### Instructions for the task
Return every line below exactly, without dropping any.

Entries taken from a collection

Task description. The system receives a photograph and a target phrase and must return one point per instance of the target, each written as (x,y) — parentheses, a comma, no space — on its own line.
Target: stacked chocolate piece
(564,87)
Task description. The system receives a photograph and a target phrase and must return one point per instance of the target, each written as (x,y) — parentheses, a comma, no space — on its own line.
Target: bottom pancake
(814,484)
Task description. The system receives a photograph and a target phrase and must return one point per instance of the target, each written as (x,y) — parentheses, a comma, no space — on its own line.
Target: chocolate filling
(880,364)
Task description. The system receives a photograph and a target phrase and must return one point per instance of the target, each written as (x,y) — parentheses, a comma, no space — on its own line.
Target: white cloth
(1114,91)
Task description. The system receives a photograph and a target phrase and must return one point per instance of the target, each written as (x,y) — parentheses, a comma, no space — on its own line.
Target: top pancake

### Finished exercise
Task description. The system receives a photograph and a target phrase and must return one point per instance of the target, each written as (x,y) — parentheses, a comma, no space — on its own line.
Target: stacked chocolate piece
(564,87)
Task description. The system receives a photograph and a target phrase and must return one point per instance of the target, each written as (x,y) — parentheses, a comma, no space — on its own line.
Target: bottom pancake
(814,484)
Task description. The system receives a photograph and a target phrase and must return one point per instance of the target, each written as (x,y) — parentheses, a comma, no space — on its own line.
Target: chocolate filling
(880,364)
Task description. The system receives a photograph and a target phrase and must return one point per instance of the target, each written as (x,y) — parentheses, a comma, no space — on its own line.
Target: white cloth
(1114,91)
Task description. The system receives a photograph and a target phrase and must return one point per instance of the target, each written as (x,y) — parentheses, a comma, no space — on its own line.
Target: top pancake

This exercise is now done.